■ **Action item**: A verbatim copy of the lines from the one with "# locate meadow: put a pin on each instance." through the final line below is required; print it and nothing else.

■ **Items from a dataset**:

____________

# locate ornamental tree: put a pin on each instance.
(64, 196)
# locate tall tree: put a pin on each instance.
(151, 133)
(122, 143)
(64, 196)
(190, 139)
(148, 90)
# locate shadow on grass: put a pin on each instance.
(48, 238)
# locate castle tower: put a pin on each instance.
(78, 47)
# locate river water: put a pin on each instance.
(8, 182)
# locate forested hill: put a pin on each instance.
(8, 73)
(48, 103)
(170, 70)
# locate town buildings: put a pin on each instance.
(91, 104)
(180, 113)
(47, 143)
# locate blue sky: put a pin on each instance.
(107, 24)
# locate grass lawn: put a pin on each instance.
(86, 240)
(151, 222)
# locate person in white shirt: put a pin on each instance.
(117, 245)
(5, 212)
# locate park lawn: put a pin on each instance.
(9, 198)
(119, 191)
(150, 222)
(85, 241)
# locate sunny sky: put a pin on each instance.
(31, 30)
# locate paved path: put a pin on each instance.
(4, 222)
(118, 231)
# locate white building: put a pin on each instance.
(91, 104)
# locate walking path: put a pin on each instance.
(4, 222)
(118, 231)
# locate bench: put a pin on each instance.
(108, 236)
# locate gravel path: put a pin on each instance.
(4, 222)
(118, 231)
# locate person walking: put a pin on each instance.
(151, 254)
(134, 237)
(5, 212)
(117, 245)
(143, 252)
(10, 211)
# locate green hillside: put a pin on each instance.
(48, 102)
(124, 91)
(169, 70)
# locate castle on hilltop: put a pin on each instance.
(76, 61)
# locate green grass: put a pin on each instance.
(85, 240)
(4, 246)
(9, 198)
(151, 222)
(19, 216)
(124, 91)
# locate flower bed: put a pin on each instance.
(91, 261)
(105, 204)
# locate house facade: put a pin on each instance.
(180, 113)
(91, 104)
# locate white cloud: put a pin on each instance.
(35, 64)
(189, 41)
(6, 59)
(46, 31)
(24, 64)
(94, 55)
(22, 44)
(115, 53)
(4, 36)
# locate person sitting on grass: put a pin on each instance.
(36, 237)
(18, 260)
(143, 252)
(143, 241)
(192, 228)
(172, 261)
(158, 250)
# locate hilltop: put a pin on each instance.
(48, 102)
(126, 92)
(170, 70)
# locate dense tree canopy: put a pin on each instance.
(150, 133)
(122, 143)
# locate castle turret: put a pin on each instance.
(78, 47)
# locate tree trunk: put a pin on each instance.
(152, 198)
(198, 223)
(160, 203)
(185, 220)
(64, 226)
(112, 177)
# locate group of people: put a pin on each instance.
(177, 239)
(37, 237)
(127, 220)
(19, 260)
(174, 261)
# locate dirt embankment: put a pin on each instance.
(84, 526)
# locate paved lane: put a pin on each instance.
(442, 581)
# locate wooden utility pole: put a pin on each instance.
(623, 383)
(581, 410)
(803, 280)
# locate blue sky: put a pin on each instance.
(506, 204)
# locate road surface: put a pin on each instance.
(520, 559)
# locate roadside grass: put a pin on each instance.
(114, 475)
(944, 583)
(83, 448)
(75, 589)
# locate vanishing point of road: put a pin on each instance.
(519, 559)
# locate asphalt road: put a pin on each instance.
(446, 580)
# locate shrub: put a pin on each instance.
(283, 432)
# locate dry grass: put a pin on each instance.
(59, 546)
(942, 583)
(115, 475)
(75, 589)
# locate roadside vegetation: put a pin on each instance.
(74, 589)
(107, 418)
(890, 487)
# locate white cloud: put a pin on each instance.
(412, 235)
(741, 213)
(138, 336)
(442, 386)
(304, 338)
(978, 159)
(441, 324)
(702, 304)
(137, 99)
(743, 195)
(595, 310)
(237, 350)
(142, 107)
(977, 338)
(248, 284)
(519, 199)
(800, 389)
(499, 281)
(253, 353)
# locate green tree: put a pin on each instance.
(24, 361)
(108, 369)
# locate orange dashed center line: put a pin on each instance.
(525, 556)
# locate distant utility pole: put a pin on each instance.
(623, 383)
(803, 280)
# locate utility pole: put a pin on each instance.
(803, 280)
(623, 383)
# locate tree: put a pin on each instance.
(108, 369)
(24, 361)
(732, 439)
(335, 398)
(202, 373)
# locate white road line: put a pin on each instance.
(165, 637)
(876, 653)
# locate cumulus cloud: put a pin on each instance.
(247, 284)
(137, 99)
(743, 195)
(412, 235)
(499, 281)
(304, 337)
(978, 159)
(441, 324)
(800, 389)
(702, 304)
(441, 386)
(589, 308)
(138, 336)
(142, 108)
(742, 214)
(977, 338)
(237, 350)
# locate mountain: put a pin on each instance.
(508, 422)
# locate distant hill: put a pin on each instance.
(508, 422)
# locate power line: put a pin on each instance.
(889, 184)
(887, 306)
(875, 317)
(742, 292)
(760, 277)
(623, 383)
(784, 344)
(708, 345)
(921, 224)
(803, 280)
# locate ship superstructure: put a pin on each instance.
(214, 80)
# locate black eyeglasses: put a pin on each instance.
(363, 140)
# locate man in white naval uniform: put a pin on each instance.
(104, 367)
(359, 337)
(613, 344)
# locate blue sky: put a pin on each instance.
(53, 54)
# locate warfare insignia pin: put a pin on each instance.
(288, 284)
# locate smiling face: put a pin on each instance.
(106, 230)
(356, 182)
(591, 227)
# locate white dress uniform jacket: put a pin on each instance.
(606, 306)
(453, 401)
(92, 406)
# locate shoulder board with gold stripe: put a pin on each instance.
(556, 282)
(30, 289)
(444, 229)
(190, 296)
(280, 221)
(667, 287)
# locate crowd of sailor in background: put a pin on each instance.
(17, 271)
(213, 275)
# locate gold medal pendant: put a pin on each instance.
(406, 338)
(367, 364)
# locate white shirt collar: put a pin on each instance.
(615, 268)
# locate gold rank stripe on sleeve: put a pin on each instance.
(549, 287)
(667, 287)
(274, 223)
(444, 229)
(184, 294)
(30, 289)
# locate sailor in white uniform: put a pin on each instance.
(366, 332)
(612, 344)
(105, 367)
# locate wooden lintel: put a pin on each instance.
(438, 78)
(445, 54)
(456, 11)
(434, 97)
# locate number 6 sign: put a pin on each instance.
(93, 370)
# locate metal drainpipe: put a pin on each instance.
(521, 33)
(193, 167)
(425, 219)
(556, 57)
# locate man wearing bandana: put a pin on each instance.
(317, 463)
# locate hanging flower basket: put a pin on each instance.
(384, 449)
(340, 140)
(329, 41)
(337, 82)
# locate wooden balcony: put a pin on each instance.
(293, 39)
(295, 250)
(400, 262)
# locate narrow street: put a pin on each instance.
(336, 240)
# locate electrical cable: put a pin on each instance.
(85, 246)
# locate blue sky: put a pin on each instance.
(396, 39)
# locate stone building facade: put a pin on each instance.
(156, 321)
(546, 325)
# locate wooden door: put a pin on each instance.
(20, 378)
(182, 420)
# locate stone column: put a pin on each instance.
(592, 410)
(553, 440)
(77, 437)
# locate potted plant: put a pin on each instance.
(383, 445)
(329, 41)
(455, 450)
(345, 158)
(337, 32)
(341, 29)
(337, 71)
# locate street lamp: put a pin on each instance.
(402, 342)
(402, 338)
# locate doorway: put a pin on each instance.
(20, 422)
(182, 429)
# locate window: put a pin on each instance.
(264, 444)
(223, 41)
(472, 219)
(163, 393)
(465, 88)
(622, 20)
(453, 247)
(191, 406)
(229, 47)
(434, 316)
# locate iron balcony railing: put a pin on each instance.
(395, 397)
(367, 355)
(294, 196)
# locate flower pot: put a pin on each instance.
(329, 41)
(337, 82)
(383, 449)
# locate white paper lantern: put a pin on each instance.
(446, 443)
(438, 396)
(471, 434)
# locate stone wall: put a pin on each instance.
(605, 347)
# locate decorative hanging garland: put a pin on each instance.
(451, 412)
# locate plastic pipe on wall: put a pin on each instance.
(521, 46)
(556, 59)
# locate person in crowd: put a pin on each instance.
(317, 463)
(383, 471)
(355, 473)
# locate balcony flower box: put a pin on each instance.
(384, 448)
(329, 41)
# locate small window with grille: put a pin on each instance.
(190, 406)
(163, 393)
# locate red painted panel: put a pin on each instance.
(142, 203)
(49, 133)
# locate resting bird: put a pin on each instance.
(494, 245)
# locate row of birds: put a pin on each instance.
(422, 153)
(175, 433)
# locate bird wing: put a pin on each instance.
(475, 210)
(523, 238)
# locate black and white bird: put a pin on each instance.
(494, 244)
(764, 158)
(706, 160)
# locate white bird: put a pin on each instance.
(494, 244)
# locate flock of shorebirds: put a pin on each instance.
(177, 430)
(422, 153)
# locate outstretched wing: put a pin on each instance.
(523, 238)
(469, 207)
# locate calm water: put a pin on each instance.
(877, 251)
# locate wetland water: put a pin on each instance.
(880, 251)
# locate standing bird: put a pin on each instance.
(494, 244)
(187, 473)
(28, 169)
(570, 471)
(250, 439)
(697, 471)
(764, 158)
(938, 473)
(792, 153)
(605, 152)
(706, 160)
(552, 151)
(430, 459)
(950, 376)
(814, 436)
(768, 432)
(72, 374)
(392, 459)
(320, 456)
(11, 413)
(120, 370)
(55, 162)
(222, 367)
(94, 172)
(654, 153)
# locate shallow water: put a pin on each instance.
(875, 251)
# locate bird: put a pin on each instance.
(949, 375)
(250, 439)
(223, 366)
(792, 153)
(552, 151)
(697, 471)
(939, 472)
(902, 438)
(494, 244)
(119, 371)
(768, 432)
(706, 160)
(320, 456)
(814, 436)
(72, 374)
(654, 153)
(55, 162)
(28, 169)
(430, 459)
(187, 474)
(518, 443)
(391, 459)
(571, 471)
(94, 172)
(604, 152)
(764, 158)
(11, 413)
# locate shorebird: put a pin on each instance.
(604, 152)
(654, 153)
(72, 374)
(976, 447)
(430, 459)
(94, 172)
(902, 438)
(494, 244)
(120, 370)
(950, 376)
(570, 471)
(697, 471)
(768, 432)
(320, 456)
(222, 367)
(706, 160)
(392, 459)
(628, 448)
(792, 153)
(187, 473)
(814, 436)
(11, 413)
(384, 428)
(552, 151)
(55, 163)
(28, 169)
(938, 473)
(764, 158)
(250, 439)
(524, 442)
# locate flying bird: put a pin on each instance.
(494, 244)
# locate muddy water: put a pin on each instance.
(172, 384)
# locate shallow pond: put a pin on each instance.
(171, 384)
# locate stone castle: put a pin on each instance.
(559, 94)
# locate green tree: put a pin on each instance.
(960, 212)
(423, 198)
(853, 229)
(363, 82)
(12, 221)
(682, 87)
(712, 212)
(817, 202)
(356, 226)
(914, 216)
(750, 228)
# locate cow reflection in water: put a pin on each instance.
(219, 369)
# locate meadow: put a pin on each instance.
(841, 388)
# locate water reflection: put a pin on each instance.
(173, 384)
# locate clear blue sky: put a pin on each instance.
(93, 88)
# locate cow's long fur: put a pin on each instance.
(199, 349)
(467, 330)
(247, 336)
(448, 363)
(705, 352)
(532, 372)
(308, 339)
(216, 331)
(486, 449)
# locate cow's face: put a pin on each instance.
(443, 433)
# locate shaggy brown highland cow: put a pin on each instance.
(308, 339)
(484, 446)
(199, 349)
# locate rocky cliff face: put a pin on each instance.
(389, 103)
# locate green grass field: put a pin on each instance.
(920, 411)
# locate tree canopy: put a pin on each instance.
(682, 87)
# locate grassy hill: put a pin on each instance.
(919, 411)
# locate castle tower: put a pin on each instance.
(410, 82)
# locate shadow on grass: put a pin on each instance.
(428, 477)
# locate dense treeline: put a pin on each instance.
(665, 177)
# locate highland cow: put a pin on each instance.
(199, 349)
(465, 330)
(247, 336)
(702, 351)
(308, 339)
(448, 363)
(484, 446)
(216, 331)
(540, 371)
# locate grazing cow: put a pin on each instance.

____________

■ **The answer**:
# locate meadow: put a pin on each instance.
(841, 388)
# locate water reflection: put a pin on each instance.
(173, 384)
# locate clear blue sky: put a pin on each instance.
(93, 88)
# locate cow's long fur: put a pin on each instance.
(199, 349)
(467, 330)
(247, 336)
(448, 363)
(705, 352)
(532, 372)
(308, 339)
(216, 331)
(486, 449)
# locate cow's face: put a pin on each instance.
(443, 433)
# locate shaggy brown highland cow: put a pin on each instance.
(308, 339)
(484, 446)
(199, 349)
# locate rocky cliff face: put a pin on each instance.
(389, 103)
# locate green grass field: put a pin on each instance.
(920, 411)
# locate tree canopy: put a pin on each instance.
(682, 87)
# locate grassy hill: put a pin on each instance.
(919, 411)
# locate castle tower: put a pin on each instance.
(410, 82)
# locate shadow on grass: put a pin on each instance.
(428, 477)
# locate dense treeline: put a pin on each instance.
(665, 177)
# locate highland cow: put a pin on each instance.
(199, 349)
(465, 330)
(247, 336)
(702, 351)
(308, 339)
(448, 363)
(484, 446)
(216, 331)
(540, 371)
# locate grazing cow: put a pin on each instance.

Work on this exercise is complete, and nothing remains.